_REQUIREMENT_
Find every line in the data below that contains the string "board", and copy each of those lines out in full.

_SUPPLIED ENTRIES_
— Start —

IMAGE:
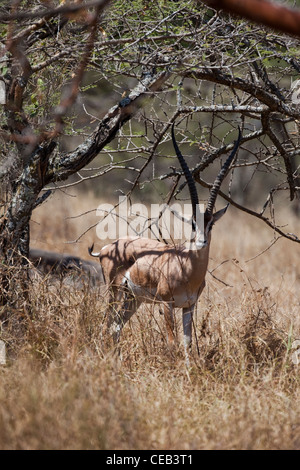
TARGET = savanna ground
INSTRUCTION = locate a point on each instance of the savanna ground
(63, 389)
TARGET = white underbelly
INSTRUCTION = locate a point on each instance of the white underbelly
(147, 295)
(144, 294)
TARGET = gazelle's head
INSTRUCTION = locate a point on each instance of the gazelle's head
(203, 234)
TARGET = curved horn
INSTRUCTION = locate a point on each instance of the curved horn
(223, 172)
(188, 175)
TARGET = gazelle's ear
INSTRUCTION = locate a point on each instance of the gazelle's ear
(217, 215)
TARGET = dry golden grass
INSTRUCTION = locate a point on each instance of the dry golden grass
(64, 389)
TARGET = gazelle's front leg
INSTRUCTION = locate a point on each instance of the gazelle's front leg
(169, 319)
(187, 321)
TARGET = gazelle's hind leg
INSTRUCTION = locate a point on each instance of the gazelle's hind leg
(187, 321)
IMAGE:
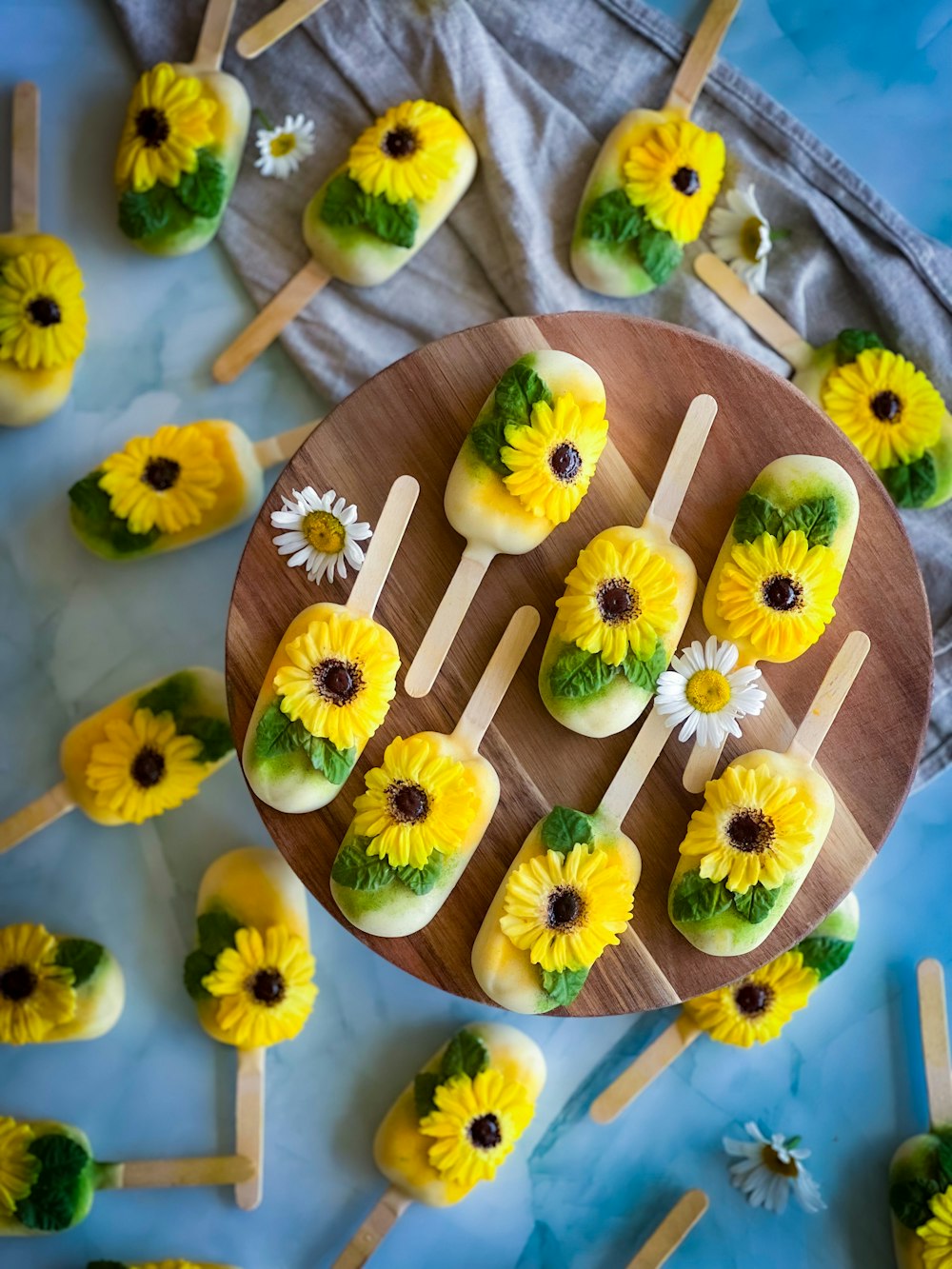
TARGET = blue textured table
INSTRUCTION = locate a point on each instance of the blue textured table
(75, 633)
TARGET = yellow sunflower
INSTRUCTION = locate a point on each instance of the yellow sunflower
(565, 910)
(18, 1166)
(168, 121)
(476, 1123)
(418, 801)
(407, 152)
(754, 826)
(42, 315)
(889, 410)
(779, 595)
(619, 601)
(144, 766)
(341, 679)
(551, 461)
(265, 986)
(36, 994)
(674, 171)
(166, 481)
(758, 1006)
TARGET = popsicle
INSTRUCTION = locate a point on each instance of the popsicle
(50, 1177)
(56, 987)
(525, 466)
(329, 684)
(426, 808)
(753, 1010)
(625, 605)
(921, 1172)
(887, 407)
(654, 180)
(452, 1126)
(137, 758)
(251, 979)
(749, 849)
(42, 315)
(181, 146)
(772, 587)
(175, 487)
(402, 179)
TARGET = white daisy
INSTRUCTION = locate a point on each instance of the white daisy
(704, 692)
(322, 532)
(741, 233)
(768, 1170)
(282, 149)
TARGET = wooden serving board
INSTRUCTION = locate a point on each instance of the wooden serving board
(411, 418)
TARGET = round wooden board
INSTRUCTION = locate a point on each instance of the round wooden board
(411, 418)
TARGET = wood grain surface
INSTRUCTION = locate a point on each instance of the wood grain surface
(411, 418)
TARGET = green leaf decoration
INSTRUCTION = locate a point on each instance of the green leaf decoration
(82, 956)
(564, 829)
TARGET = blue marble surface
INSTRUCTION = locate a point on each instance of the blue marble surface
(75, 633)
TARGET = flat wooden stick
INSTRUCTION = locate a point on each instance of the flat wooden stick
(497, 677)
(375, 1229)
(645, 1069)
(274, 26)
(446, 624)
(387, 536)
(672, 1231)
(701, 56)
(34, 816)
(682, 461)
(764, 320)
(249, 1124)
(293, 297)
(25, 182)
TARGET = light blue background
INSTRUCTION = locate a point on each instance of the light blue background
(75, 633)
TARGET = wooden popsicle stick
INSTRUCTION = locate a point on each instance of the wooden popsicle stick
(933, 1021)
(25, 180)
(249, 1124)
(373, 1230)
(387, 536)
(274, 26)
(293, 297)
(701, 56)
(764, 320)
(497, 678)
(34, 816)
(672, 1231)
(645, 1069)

— End —
— Start —

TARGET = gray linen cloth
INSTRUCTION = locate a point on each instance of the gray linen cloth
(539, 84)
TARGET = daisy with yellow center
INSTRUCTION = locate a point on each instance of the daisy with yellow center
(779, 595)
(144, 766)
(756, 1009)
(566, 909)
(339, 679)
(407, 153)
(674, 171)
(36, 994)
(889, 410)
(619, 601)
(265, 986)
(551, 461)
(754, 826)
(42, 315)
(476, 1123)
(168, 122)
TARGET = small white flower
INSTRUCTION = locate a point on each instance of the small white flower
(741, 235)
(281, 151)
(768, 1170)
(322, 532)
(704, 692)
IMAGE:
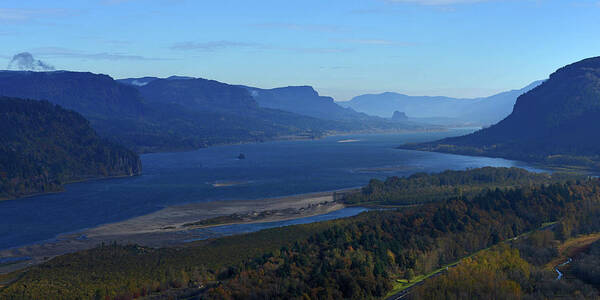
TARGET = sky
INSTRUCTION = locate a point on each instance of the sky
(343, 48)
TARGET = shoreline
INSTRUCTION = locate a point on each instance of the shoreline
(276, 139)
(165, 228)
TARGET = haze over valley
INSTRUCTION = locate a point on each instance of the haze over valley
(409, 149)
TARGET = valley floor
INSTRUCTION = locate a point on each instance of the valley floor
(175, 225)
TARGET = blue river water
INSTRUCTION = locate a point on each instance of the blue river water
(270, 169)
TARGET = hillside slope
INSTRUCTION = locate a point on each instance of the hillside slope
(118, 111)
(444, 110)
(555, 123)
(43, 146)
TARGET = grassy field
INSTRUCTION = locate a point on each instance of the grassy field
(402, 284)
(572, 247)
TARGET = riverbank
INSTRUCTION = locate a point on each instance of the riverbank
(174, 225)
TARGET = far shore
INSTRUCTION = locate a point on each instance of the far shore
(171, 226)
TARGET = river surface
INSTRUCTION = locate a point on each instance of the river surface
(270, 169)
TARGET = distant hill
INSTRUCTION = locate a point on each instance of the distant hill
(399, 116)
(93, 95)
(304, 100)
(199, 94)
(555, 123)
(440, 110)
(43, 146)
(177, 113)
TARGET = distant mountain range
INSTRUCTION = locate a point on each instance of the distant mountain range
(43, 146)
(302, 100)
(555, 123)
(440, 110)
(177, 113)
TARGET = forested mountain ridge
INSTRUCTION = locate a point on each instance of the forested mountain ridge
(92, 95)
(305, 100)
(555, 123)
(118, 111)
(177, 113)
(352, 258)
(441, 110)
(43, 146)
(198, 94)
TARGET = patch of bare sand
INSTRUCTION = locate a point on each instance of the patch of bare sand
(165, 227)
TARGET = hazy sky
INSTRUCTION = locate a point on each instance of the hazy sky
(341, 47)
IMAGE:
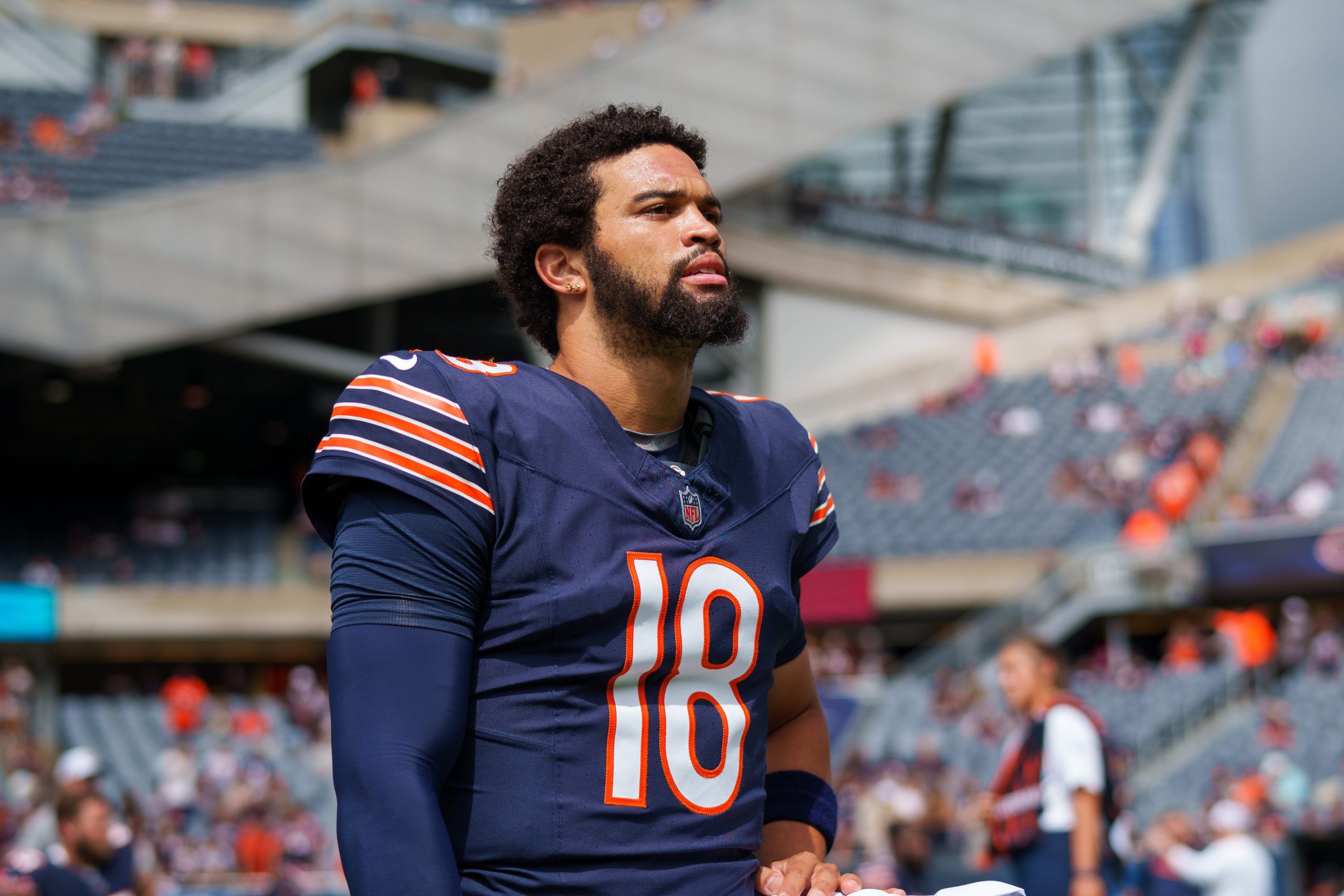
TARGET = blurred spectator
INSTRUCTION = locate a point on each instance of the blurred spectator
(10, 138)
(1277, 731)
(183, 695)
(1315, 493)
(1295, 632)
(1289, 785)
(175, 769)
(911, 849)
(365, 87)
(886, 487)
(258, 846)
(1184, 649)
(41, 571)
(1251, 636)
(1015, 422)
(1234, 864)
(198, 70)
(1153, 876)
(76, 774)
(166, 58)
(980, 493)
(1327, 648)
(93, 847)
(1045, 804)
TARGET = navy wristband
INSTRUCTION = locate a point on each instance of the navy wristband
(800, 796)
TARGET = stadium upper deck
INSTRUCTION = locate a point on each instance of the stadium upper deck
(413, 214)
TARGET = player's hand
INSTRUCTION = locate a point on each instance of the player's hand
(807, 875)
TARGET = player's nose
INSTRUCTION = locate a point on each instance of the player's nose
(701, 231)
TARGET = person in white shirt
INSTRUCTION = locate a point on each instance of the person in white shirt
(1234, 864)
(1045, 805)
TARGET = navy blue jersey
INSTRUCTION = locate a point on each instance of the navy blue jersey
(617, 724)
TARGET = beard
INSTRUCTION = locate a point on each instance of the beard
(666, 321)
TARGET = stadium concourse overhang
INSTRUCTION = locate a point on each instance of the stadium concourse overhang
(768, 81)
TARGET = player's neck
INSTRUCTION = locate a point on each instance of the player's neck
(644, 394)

— End —

_WRITTEN ANSWER_
TARGET = wooden serving board
INSTRUCTION = locate a point on each instance of the wooden serving board
TARGET = round wooden board
INSTRUCTION = locate a point on each instance of the round wooden board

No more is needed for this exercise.